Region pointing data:
::::::::
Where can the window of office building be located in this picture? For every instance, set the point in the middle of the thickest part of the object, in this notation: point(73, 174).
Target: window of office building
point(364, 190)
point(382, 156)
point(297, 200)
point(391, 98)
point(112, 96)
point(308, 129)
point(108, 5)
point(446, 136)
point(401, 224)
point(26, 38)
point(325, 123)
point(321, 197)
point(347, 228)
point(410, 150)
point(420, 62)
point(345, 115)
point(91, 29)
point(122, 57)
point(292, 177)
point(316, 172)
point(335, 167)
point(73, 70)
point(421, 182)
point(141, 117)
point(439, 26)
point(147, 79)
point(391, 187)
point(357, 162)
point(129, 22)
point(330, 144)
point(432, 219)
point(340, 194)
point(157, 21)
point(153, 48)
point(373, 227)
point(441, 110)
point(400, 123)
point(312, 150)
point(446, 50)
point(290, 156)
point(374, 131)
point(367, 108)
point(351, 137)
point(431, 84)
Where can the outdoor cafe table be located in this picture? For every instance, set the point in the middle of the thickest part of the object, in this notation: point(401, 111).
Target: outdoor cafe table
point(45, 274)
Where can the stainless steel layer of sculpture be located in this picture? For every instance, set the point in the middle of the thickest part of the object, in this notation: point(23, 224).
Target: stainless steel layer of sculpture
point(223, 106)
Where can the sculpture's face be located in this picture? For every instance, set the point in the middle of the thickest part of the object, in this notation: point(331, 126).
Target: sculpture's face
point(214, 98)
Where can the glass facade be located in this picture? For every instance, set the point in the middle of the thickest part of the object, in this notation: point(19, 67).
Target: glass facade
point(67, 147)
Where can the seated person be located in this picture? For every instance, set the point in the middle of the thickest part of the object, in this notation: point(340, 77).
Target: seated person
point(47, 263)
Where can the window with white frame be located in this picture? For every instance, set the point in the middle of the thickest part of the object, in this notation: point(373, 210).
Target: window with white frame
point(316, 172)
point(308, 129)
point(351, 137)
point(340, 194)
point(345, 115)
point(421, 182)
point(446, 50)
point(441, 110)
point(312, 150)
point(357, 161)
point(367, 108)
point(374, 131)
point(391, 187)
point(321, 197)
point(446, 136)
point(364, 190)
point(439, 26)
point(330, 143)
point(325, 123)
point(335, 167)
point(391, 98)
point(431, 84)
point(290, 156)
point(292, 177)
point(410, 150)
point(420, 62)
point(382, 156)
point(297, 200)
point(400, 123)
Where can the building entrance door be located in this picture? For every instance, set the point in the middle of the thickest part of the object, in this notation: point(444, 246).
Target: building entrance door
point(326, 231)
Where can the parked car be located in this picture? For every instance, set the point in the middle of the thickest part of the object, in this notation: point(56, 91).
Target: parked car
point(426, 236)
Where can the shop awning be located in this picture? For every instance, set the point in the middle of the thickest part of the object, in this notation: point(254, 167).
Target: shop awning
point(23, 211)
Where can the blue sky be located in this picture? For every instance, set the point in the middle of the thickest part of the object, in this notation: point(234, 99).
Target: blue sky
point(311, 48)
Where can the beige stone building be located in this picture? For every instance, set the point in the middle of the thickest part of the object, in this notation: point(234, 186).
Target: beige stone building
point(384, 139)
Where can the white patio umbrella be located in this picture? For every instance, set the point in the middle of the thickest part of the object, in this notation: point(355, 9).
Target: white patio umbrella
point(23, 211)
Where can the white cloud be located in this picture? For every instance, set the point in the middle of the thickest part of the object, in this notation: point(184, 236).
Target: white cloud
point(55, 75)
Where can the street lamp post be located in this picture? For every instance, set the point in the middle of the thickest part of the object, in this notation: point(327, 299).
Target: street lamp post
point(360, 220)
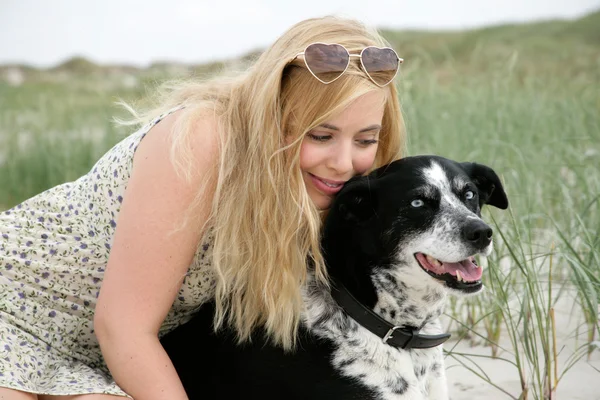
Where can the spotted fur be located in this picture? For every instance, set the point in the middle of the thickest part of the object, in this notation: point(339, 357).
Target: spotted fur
point(371, 235)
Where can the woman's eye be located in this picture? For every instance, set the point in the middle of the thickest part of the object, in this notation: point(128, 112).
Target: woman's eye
point(319, 138)
point(417, 203)
point(367, 142)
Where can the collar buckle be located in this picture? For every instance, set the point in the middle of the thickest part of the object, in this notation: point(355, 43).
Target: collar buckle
point(413, 332)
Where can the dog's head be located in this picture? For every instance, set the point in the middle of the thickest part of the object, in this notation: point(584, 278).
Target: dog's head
point(421, 214)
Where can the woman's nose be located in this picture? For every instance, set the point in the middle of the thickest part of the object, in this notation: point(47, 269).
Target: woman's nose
point(340, 158)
::::::::
Please restate, word for word, the lines of the entries that run from the first line through the one holding "Where can the window with", and add nothing.

Where can the window of office building be located in this picture? For every instance, set the point in the middle of the thickest part of the object, in this notation: point(73, 174).
Target: window of office building
point(364, 190)
point(382, 156)
point(297, 200)
point(391, 98)
point(112, 96)
point(308, 129)
point(108, 5)
point(446, 136)
point(401, 224)
point(26, 38)
point(325, 123)
point(321, 197)
point(347, 228)
point(410, 150)
point(420, 62)
point(345, 115)
point(91, 29)
point(122, 57)
point(292, 177)
point(316, 172)
point(335, 167)
point(73, 70)
point(421, 182)
point(141, 117)
point(439, 26)
point(147, 79)
point(391, 187)
point(357, 162)
point(129, 22)
point(330, 144)
point(432, 219)
point(340, 194)
point(157, 21)
point(153, 48)
point(373, 227)
point(441, 110)
point(400, 123)
point(312, 150)
point(446, 50)
point(290, 156)
point(374, 131)
point(367, 108)
point(351, 137)
point(431, 84)
Where can the outdoor cafe table be located in this picture? For every instance, set the point in the middle of the thickest part of the object, in this notation: point(401, 111).
Target: outdoor cafe table
point(45, 274)
Where can the stainless steel layer of sculpture be located in this picture? For every instance, set the point in the middle of the thickest part of the object, in this notation: point(23, 224).
Target: stainless steel layer of sculpture
point(223, 106)
Where can the sculpture's face be located in this picture? For every instance, set the point in the middle of the thickest part of the object, in this notation: point(331, 126).
Target: sculpture's face
point(214, 98)
Where can the glass facade be located in this picture? For every instance, set the point in the middle of the thickest part of the object, in this notation: point(19, 67).
Target: glass facade
point(67, 147)
Where can the seated person be located in this picture? For every instance, set the point in the middle of the thickest part of the object, in this notation: point(340, 77).
Target: seated person
point(47, 263)
Where can the window with white frame be located in this picture? For every instance, set the point in the middle of the thickest part of the object, in this notation: point(373, 210).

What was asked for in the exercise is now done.